◆ **DONNÉES FOURNIES**:
------------------------------------------------------------

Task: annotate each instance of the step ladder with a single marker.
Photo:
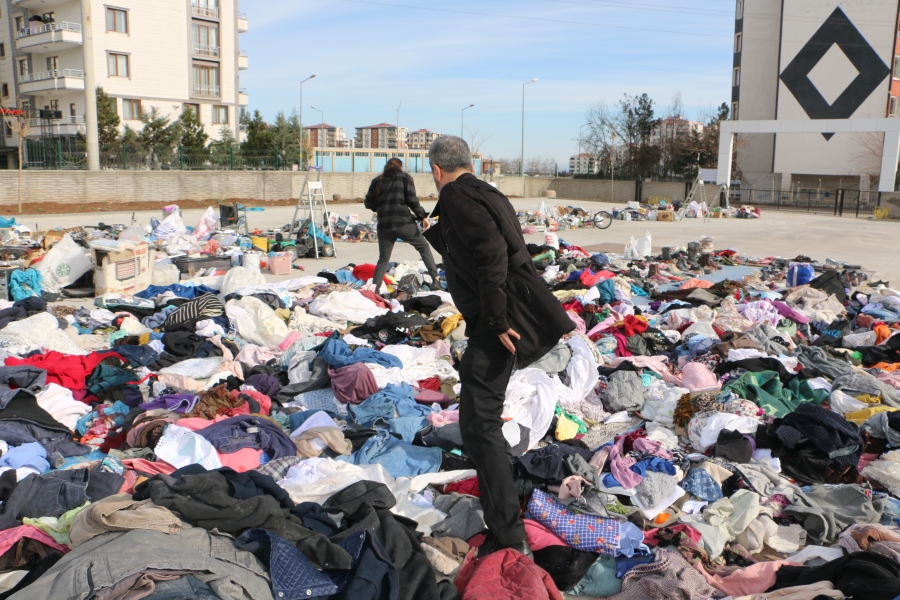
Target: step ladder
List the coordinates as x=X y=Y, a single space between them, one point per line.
x=312 y=207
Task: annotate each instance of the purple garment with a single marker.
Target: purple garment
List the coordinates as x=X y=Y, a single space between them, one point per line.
x=264 y=384
x=352 y=384
x=180 y=403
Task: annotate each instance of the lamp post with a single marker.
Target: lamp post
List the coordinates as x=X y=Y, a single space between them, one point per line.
x=321 y=127
x=302 y=149
x=462 y=122
x=522 y=161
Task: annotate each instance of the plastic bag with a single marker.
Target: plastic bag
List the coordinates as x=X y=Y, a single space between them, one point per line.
x=63 y=264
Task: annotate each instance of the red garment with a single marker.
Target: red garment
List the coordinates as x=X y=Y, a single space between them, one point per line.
x=633 y=325
x=366 y=272
x=432 y=383
x=504 y=574
x=67 y=370
x=693 y=534
x=381 y=302
x=465 y=486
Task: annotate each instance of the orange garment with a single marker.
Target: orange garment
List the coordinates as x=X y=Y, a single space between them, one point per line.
x=883 y=332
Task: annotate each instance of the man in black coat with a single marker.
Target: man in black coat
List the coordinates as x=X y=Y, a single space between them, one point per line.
x=511 y=318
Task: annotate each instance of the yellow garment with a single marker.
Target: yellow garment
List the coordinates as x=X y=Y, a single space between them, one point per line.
x=869 y=399
x=450 y=323
x=566 y=429
x=861 y=416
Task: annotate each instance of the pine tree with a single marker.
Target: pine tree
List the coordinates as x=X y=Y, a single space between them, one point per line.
x=193 y=136
x=107 y=119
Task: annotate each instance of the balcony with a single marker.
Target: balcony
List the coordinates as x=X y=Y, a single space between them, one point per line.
x=207 y=51
x=210 y=91
x=206 y=12
x=59 y=36
x=67 y=126
x=49 y=81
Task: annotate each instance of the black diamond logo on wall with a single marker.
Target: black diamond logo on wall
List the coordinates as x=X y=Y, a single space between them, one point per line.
x=837 y=29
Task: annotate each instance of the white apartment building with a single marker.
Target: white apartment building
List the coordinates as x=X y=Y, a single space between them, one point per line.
x=421 y=139
x=583 y=164
x=672 y=128
x=324 y=135
x=168 y=54
x=383 y=135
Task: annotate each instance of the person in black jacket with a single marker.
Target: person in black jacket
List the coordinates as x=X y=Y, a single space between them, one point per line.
x=391 y=196
x=511 y=318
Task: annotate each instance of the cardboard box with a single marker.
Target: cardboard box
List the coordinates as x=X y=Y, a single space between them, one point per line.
x=126 y=268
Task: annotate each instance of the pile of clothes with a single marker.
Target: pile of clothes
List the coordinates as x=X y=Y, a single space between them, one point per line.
x=712 y=428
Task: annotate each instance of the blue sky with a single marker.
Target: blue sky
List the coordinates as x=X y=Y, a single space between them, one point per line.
x=438 y=56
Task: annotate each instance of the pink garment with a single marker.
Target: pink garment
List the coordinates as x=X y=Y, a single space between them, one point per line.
x=445 y=417
x=150 y=468
x=539 y=537
x=245 y=459
x=620 y=463
x=579 y=322
x=653 y=447
x=754 y=579
x=657 y=364
x=10 y=537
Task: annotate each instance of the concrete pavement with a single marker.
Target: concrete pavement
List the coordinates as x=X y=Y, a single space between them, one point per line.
x=869 y=243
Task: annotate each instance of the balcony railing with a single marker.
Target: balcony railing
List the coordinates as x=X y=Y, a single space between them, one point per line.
x=63 y=26
x=201 y=50
x=205 y=11
x=206 y=90
x=44 y=75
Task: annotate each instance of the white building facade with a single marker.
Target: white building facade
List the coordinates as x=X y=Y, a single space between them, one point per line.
x=167 y=54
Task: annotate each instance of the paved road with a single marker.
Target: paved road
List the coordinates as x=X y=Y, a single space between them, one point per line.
x=872 y=244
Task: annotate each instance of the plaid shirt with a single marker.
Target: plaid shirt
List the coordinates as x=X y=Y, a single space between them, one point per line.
x=394 y=201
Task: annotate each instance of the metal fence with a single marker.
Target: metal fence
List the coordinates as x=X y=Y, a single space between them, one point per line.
x=59 y=155
x=837 y=202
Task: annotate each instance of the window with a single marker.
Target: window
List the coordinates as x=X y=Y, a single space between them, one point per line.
x=117 y=20
x=206 y=80
x=118 y=65
x=206 y=40
x=220 y=115
x=131 y=110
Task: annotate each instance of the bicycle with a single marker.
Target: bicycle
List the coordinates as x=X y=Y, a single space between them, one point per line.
x=602 y=219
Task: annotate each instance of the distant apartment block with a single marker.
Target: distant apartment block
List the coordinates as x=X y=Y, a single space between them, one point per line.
x=168 y=54
x=584 y=164
x=383 y=135
x=421 y=139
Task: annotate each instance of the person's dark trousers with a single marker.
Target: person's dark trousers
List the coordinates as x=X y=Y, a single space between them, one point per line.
x=410 y=234
x=484 y=374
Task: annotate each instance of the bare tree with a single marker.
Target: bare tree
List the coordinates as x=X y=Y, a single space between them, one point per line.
x=19 y=122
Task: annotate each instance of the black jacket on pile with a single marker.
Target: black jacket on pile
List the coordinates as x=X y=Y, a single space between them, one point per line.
x=489 y=270
x=392 y=197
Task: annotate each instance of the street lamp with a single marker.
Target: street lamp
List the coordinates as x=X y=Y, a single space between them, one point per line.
x=462 y=122
x=522 y=162
x=322 y=127
x=302 y=152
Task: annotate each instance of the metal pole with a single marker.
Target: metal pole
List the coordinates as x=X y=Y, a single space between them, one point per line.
x=91 y=135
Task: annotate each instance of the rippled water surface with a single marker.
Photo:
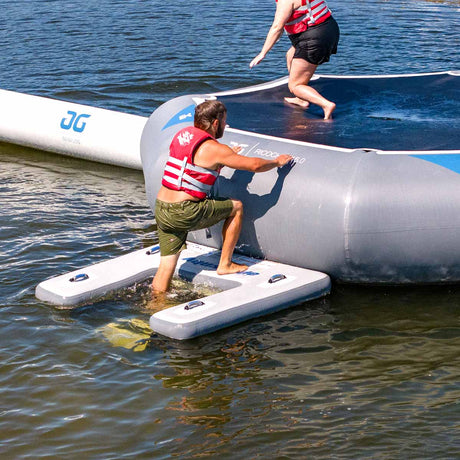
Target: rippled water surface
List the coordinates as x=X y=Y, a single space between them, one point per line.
x=363 y=373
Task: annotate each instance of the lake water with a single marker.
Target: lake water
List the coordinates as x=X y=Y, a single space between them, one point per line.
x=362 y=373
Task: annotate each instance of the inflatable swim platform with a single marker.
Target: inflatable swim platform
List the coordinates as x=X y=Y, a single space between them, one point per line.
x=373 y=196
x=264 y=288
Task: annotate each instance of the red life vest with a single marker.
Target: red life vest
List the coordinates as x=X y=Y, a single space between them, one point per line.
x=310 y=13
x=180 y=171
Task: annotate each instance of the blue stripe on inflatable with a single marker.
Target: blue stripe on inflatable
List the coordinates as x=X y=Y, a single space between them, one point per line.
x=184 y=115
x=449 y=161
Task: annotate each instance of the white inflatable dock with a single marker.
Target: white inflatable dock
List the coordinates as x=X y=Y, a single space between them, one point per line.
x=264 y=288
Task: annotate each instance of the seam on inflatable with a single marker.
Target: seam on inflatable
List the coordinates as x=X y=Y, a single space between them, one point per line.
x=346 y=214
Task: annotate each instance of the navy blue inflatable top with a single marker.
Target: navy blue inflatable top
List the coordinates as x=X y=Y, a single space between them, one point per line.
x=386 y=113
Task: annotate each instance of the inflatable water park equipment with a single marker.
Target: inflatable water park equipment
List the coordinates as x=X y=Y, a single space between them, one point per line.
x=372 y=196
x=264 y=288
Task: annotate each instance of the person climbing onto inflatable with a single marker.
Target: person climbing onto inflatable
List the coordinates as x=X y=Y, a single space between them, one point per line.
x=314 y=35
x=182 y=204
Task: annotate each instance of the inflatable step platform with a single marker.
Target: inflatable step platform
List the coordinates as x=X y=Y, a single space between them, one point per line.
x=265 y=287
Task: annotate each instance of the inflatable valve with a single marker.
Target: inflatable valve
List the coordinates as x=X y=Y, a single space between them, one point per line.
x=193 y=304
x=79 y=277
x=277 y=277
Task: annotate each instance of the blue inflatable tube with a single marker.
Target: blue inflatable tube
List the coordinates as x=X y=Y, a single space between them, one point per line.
x=373 y=195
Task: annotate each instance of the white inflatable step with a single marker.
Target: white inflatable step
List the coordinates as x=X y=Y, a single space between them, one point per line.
x=264 y=288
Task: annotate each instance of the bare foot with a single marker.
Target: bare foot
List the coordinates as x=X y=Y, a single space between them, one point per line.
x=297 y=101
x=232 y=268
x=328 y=111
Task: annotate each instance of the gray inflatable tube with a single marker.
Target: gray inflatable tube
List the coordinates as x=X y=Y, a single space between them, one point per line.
x=373 y=195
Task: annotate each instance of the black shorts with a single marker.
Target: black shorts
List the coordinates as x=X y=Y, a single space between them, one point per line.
x=317 y=43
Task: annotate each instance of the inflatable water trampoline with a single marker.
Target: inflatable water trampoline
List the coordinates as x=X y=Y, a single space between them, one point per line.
x=372 y=197
x=374 y=194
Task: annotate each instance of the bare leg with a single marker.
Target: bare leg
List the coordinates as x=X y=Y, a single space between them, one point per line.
x=164 y=274
x=230 y=233
x=294 y=100
x=299 y=77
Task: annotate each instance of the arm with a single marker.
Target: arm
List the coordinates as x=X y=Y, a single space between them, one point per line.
x=283 y=12
x=213 y=155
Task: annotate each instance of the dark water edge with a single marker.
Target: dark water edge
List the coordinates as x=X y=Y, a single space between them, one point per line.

------------------------------------------------------------

◆ **TRAVAIL DEMANDÉ**:
Remplacez « red life vest » par « orange life vest » dans les lignes qui commencent à celle contenant « Task: annotate each instance of the lake » et s'arrêtent après celle contenant « x=180 y=171 », puis recopiez ces lignes sans rien changer d'autre.

◆ **RÉSULTAT OBTENU**:
Task: annotate each instance of the lake water with a single marker.
Target: lake water
List the coordinates as x=X y=Y, a single space between them, one point per line.
x=362 y=373
Task: annotate each instance of the inflatable swim platform with a single marker.
Target: inflatable swim platform
List the coordinates as x=X y=Y, a single space between them, one point per line.
x=373 y=196
x=264 y=288
Task: annotate each instance of the orange life vest with a single marker.
Target: orange life vest
List the coordinates as x=X y=Y, a single space between them, one point per line.
x=310 y=13
x=180 y=171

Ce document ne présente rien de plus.